DATASET RECORDS
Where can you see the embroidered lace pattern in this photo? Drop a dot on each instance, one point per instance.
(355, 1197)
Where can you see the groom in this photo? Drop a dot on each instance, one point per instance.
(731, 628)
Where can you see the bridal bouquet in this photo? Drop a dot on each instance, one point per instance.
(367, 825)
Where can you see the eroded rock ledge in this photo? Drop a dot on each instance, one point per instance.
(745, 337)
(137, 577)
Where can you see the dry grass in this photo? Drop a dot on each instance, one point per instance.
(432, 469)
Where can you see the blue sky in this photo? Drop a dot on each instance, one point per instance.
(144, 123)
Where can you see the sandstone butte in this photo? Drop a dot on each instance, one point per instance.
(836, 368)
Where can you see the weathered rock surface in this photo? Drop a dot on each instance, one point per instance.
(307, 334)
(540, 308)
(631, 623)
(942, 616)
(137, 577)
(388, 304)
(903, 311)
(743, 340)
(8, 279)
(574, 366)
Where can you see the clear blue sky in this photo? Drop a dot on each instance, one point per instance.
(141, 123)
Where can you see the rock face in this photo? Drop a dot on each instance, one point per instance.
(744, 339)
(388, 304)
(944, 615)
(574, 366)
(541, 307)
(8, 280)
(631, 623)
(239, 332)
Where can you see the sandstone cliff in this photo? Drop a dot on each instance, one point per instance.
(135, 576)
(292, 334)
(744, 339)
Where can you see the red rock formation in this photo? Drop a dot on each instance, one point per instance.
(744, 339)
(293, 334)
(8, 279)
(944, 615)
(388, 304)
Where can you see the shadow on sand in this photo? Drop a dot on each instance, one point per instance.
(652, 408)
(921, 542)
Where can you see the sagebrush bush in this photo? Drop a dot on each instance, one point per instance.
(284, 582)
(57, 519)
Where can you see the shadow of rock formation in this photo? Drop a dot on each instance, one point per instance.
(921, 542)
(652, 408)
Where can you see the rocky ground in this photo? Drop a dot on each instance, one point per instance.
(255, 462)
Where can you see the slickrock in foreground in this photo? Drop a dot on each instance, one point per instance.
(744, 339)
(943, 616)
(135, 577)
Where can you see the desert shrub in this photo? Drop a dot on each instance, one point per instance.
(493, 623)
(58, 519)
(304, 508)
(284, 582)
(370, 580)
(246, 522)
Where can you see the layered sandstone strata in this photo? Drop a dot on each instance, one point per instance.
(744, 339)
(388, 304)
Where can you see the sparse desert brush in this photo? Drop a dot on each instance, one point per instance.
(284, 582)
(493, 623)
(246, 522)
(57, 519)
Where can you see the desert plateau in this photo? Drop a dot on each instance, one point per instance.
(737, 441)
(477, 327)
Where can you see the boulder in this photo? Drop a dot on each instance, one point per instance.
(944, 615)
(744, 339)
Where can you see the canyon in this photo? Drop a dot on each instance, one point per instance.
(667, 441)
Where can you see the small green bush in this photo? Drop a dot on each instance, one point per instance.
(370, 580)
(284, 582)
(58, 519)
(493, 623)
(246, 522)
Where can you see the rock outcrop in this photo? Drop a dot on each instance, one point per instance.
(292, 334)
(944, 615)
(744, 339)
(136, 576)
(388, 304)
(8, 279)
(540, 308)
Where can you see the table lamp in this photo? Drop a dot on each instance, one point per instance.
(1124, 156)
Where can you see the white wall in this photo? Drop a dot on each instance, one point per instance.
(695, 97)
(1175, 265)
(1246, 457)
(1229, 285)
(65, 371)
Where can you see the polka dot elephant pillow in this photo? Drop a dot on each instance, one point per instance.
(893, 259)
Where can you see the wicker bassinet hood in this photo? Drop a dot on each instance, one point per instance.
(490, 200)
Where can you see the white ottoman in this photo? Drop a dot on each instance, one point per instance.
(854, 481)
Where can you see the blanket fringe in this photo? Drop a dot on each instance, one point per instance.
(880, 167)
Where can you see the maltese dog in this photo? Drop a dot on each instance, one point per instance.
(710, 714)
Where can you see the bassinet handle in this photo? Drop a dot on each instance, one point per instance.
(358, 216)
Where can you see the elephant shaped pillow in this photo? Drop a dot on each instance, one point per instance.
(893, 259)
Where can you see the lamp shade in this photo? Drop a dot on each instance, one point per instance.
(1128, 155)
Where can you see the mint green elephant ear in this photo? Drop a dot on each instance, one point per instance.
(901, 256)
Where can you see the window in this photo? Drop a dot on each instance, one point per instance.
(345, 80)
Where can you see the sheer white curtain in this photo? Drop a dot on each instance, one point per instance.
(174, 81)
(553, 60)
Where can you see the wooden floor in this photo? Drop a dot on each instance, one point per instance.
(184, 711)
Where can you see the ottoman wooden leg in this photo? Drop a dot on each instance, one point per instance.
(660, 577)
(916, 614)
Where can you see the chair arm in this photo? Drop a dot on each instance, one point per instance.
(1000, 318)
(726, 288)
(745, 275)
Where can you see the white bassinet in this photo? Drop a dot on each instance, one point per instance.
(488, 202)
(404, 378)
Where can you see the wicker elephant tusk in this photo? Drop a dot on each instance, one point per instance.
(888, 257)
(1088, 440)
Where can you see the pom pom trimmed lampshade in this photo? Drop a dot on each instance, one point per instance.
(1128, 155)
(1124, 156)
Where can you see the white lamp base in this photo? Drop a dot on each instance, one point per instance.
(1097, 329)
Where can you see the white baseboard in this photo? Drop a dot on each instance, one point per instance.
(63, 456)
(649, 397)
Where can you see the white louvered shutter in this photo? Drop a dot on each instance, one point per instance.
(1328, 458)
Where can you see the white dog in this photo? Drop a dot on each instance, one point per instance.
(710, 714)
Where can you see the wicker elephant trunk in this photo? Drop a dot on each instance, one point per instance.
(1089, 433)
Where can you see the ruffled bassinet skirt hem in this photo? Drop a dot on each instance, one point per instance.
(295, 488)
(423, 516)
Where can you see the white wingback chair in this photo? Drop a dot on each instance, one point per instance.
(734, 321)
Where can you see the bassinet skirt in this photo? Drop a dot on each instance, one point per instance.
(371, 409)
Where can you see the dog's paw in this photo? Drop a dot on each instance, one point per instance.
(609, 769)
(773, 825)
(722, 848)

TASK STATEMENT
Reproduce the entire listing above word for word.

ANSWER TO THIS EXERCISE
Where can you see the embroidered lace pattern in this photo? Drop a dot on each instance, one point per instance.
(355, 1197)
Where can you see the groom in this photo? Drop a dot on each instance, one point per instance.
(731, 628)
Where can you see the bridal bouquet in this photo? Drop a dot on each instance, one point per instance.
(367, 825)
Where can you see the eroded rock ledge in this photo? Drop a dot on each instance, one point per instance.
(745, 337)
(137, 577)
Where can you see the dry grass in this photo? Drop a dot on each instance, one point per instance.
(432, 469)
Where can you see the blue sky in this photo? Drop a dot on each instance, one point per instance.
(144, 123)
Where can you see the sandstone butte in this photo? Drop a dot on each instance, one point per instance.
(836, 368)
Where can you see the weathered rock surface in this photo? Drop a dot on each instance, one point per instance.
(307, 334)
(540, 308)
(631, 623)
(942, 616)
(137, 577)
(388, 304)
(903, 311)
(743, 340)
(8, 279)
(574, 366)
Where can you see the clear blue sky in this photo? Drop a dot on each instance, one point per instance.
(141, 123)
Where can you see the rock face in this photo? Drop a dot on each instance, one point per instance.
(744, 339)
(388, 304)
(944, 615)
(574, 366)
(541, 307)
(8, 280)
(631, 623)
(239, 332)
Where can you see the sandstone cliff in this photo? Drop a dot on each instance, one point per instance.
(135, 576)
(292, 334)
(744, 339)
Where can you see the red rock formation in this photo? Drop a dot on each instance, one point per instance.
(744, 339)
(293, 334)
(8, 279)
(944, 615)
(388, 304)
Where can you see the shadow on sand in this photo? Drop a dot on each instance, one point per instance.
(652, 408)
(921, 542)
Where can you see the sagebrush bush in this photo? Drop a dot on each instance, one point per instance.
(284, 582)
(57, 519)
Where can you see the shadow of rock formation in this photo? Drop a dot on each instance, one point per instance.
(921, 542)
(652, 408)
Where can you see the rocky ground in this photo? Drop a dot on each instance, one point per instance.
(255, 462)
Where can you see the slickrock in foreground in this photo? Drop a dot on each instance, one point per instance.
(744, 339)
(943, 616)
(135, 577)
Where can you see the desert shrub in this photo? Drop a dot on each instance, one point per instance.
(493, 623)
(58, 519)
(304, 508)
(284, 582)
(370, 580)
(246, 522)
Where can you see the layered sandstone strata in this photo? Drop a dot on each instance, one point per instance.
(744, 339)
(388, 304)
Where can you see the sparse desert brush in this photo? Drop a dot on each instance, one point per instance.
(284, 582)
(493, 623)
(246, 522)
(57, 519)
Where can you see the desert plateau in this photo? Drop a dot on each instance, one point per instance.
(737, 441)
(477, 327)
Where can you see the boulder in this photo? Drop a dot on each instance, one point per instance.
(944, 615)
(744, 339)
Where can you see the canyon in this photo? Drop a dot on each instance, one point per instance.
(667, 441)
Where can you see the small green bush in this photo? Drop a dot on each instance, one point per instance.
(370, 580)
(284, 582)
(58, 519)
(493, 623)
(246, 522)
Where can you see the rock outcrop in this photo? Drop a dot on each instance, one point per instance.
(292, 334)
(944, 615)
(744, 339)
(136, 576)
(388, 304)
(8, 279)
(540, 308)
Where can you see the table lamp in this photo? Drop a dot on each instance, one point per instance.
(1124, 156)
Where can you see the white wall in this photo? Drop a dot on each instance, one point per instance.
(695, 97)
(1175, 265)
(1246, 457)
(1229, 285)
(65, 371)
Where can you see the polka dot elephant pillow in this photo? Drop a dot on each instance, one point per instance.
(893, 259)
Where can you see the wicker bassinet hood in this photo? Drop a dot on each instance, one point per instance.
(490, 200)
Where can you see the white ottoman in this photo? Drop a dot on each instance, one point per instance.
(854, 481)
Where can you see the blanket fringe in this photo? Drop a dot on each instance, one point per instance.
(880, 167)
Where can you see the maltese dog in this photo? Drop a dot on each instance, one point per instance.
(710, 714)
Where can you see the bassinet handle in this photo? Drop a dot on each instance, one point per instance.
(358, 216)
Where can you see the elephant shaped pillow in this photo? Drop a dot on each instance, one point per instance.
(893, 259)
Where can you see the lamp shade in this photo? Drop a dot on each instance, one point per instance.
(1128, 155)
Where can you see the mint green elephant ear in this photo? Drop a dot on each instance, one point per instance.
(901, 256)
Where can you see the window in this photo? Drop a dot on each instance, one point per instance.
(345, 80)
Where can you see the sheer white curtain in this photo? Drop a dot on each instance, one point per instance.
(174, 81)
(553, 60)
Where can you see the wooden floor in this photo? Drop a dot on each instance, one point per instance.
(184, 711)
Where can you see the ottoman wooden leg in this photo? Drop a dot on each instance, one point per instance.
(660, 577)
(916, 614)
Where can you see the chair arm in this photo? Drop a dot on each instance, one point per instance.
(1000, 318)
(726, 288)
(745, 275)
Where can you see the white bassinet in this photo? Drop a dot on each instance, one point per instance.
(488, 202)
(404, 378)
Where can you see the wicker elephant tusk in this photo? Drop a dot on each instance, one point per instance.
(888, 257)
(1088, 440)
Where can you see the pom pom trimmed lampshade in this photo? Drop a dot on each instance, one point per instance.
(1128, 155)
(1124, 156)
Where can you see the white lamp base in this photo? Drop a dot on each instance, one point per instance.
(1097, 329)
Where can you see the white baseboard in this photo? Drop a dot on each instance, one point per instance.
(63, 456)
(649, 397)
Where can you see the white louvered shutter in this photo? Drop a dot on each instance, one point per instance.
(1328, 458)
Where can you see the white dog in this photo? Drop a dot on each instance, one point per instance.
(710, 714)
Where can you see the wicker elephant trunk in this photo? Drop a dot on each instance, one point per instance.
(1089, 433)
Where can you see the ruffled bassinet skirt hem in this photo? Drop a dot on each instance, one point per instance.
(295, 488)
(423, 516)
Where can you see the white wingback chair in this photo? Drop a dot on each instance, one point per instance.
(734, 321)
Where can you see the bassinet skirt in this photo? Drop a dot on each instance, one point per instance.
(371, 409)
Where can you see the dog's paw in this photo? Drop a dot on each instance, one point per instance.
(609, 769)
(773, 825)
(722, 848)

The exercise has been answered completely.